_Work to complete:_
Write out all the entries word for word, but skip any images.

-----

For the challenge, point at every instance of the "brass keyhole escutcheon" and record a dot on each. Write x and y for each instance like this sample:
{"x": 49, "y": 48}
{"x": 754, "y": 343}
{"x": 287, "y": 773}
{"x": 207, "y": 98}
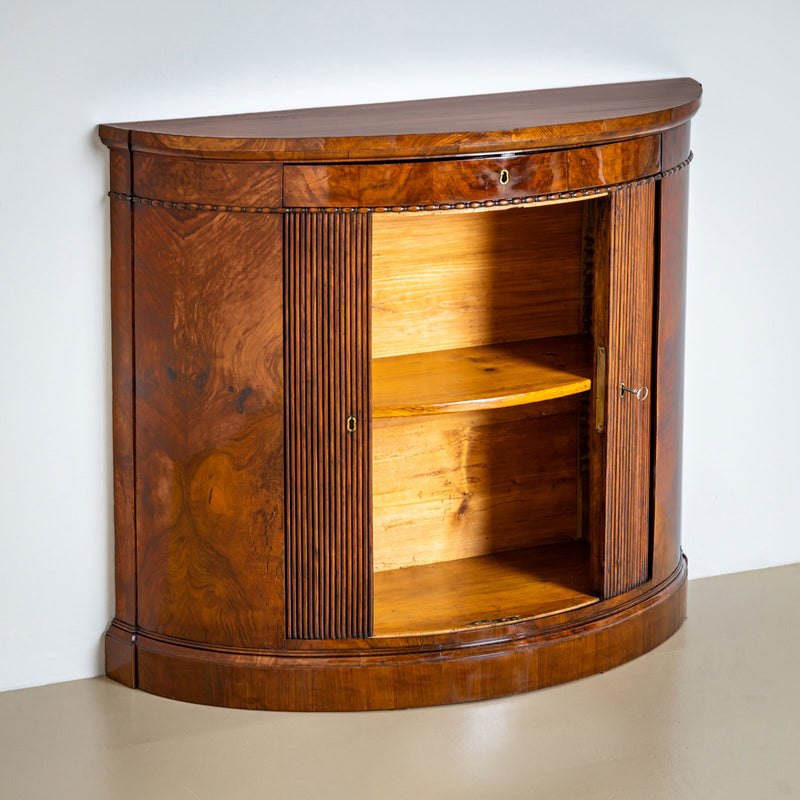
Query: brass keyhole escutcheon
{"x": 639, "y": 394}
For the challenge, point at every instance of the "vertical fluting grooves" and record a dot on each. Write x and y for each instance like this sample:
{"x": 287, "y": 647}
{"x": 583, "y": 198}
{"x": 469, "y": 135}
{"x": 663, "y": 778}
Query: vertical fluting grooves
{"x": 329, "y": 565}
{"x": 630, "y": 349}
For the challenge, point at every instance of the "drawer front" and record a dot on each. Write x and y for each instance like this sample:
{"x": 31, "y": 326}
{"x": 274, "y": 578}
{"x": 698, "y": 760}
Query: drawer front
{"x": 430, "y": 183}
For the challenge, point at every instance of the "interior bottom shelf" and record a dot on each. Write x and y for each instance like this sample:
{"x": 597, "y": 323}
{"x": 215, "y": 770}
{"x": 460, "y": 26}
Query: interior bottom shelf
{"x": 453, "y": 595}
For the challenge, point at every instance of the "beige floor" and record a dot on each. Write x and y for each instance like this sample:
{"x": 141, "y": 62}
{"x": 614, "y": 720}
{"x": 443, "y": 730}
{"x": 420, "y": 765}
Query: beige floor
{"x": 712, "y": 713}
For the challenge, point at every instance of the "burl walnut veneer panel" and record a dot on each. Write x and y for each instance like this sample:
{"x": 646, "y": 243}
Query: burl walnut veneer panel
{"x": 209, "y": 426}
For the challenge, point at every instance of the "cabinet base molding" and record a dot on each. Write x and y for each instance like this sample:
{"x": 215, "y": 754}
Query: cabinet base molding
{"x": 363, "y": 675}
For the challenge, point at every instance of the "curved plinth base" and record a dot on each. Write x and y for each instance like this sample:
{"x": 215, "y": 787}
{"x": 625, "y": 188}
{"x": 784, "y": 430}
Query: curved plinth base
{"x": 381, "y": 674}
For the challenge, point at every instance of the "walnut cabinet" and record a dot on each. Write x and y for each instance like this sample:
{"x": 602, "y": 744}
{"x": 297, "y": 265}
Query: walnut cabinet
{"x": 397, "y": 396}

-----

_Response:_
For the challenge, point at every instance of the "brass keyhole escutcheon" and record a dot on each. Write x and y for each instance like this sample:
{"x": 49, "y": 48}
{"x": 754, "y": 343}
{"x": 287, "y": 773}
{"x": 207, "y": 98}
Query: brass keyhole escutcheon
{"x": 639, "y": 394}
For the challenge, point at every instance of the "vertical fluting grooves" and record a dot on each. Write x and y for each instance like this sample:
{"x": 287, "y": 647}
{"x": 583, "y": 198}
{"x": 469, "y": 135}
{"x": 663, "y": 778}
Query: vertical fluting grooves
{"x": 329, "y": 565}
{"x": 630, "y": 349}
For the challenge, point at every instance of the "drawer front" and record a dot on each. Write x and y for each instance like this sample:
{"x": 31, "y": 326}
{"x": 274, "y": 578}
{"x": 698, "y": 760}
Query: drawer front
{"x": 430, "y": 183}
For the challenge, point at every instance of the "interior bottom shelf" and record a dot on each. Write x and y for each instance like this sample:
{"x": 597, "y": 323}
{"x": 215, "y": 770}
{"x": 460, "y": 26}
Query: interior bottom shelf
{"x": 453, "y": 595}
For the challenge, point at every instance of the "beige floor" and record a dot on each. Write x and y for each instance like this sample:
{"x": 141, "y": 62}
{"x": 614, "y": 720}
{"x": 443, "y": 730}
{"x": 420, "y": 765}
Query: beige floor
{"x": 712, "y": 713}
For the challenge, point at every instance of the "burl walnut veneer panel" and record a dot on each. Write x and y for each instance like this sample:
{"x": 646, "y": 243}
Query: burl walnut veneer panel
{"x": 209, "y": 426}
For the challenge, point at every instance of the "cabinet base molding" and record a dot on each. Write x and y for each instance like this sample:
{"x": 215, "y": 754}
Query: cabinet base molding
{"x": 363, "y": 675}
For the challenge, point at every instance of the "curved plinth base" and record a dot on each. Write x and y for each instance like this sample:
{"x": 215, "y": 787}
{"x": 625, "y": 188}
{"x": 784, "y": 430}
Query: curved plinth base
{"x": 381, "y": 674}
For the challenge, point at every instance of the "walnut cabinet" and record a dot on each. Write x and y for each instance like this sample:
{"x": 602, "y": 744}
{"x": 297, "y": 265}
Query: walnut cabinet
{"x": 397, "y": 396}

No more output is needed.